──────── Material supplied ────────

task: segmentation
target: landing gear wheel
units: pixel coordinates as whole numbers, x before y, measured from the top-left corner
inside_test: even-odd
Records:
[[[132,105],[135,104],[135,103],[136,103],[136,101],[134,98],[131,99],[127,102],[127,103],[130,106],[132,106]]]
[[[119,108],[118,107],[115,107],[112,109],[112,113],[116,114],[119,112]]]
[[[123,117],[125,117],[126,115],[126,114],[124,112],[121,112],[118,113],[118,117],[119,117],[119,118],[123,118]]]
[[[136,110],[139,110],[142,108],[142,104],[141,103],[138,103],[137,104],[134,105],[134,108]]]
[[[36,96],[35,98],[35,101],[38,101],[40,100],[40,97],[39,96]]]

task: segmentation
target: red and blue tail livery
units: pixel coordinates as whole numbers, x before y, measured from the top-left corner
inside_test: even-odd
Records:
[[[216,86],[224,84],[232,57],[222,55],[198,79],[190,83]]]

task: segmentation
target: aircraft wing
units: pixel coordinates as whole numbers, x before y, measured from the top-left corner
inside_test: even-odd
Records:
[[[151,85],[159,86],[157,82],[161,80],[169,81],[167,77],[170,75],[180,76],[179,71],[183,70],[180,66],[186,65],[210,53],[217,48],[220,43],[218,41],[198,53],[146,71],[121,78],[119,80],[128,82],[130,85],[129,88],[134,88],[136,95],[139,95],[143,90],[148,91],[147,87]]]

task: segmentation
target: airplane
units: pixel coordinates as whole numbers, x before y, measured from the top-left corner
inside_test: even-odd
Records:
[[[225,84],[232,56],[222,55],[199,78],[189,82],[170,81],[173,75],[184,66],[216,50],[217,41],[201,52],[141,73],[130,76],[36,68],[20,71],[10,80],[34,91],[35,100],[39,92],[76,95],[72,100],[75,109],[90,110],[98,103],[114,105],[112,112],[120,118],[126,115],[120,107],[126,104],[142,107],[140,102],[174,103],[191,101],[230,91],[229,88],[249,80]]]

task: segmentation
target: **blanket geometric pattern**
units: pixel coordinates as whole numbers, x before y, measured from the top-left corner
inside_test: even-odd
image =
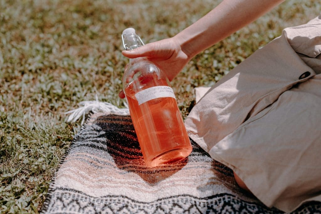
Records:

────────

* **Problem statement**
Recast every row above as a JSON list of strings, with one string per line. Skip blank lines and omit the pictures.

* **Exercise output**
[
  "task: segmentation",
  "target: landing gear wheel",
  "units: pixel coordinates as whole numbers, x before y, measured from the top-left corner",
  "inside_test: even-odd",
  "Records:",
  "[[[132,105],[135,104],[135,103],[136,103],[136,101],[134,98],[131,99],[127,102],[127,103],[130,106],[132,106]]]",
  "[[[119,108],[118,107],[115,107],[112,109],[112,113],[116,114],[119,112]]]",
  "[[[123,117],[125,117],[126,115],[126,114],[124,112],[121,112],[118,113],[118,117],[119,117],[119,118],[123,118]]]",
  "[[[136,110],[139,110],[142,108],[142,104],[141,103],[138,103],[137,104],[134,105],[134,108]]]",
  "[[[36,96],[35,98],[35,101],[38,101],[40,100],[40,97],[39,96]]]",
  "task: segmentation",
  "target: red and blue tail livery",
  "units: pixel coordinates as whole numbers, x before y, measured from the top-left corner",
  "inside_test: even-odd",
  "Records:",
  "[[[216,86],[224,84],[232,57],[222,55],[198,79],[190,83]]]",
  "task: segmentation",
  "target: aircraft wing",
  "units: pixel coordinates as whole numbers, x before y, measured from the top-left corner",
  "inside_test: even-odd",
  "Records:",
  "[[[151,85],[159,86],[157,82],[161,80],[169,81],[167,77],[170,75],[180,76],[179,71],[183,70],[180,66],[186,65],[210,53],[217,48],[220,43],[218,41],[198,53],[146,71],[121,78],[119,80],[128,82],[130,85],[129,88],[134,88],[136,95],[139,95],[143,90],[148,91],[147,87]]]",
  "task: segmentation",
  "target: airplane",
  "units: pixel coordinates as whole numbers, x before y, measured from the top-left corner",
  "inside_test: even-odd",
  "Records:",
  "[[[225,84],[232,56],[222,55],[199,78],[189,82],[170,81],[173,75],[184,66],[216,50],[217,41],[201,52],[141,73],[130,76],[36,68],[20,71],[10,80],[34,91],[35,100],[39,92],[76,95],[72,100],[75,109],[90,110],[98,103],[114,105],[112,112],[120,118],[126,115],[120,107],[126,104],[142,107],[140,102],[174,103],[191,101],[230,91],[229,88],[249,80]]]",
  "task: segmentation",
  "target: **blanket geometric pattern**",
  "units: pixel coordinates as whole numbers, x before y, measured from the top-left corner",
  "inside_test: even-odd",
  "image =",
  "Records:"
]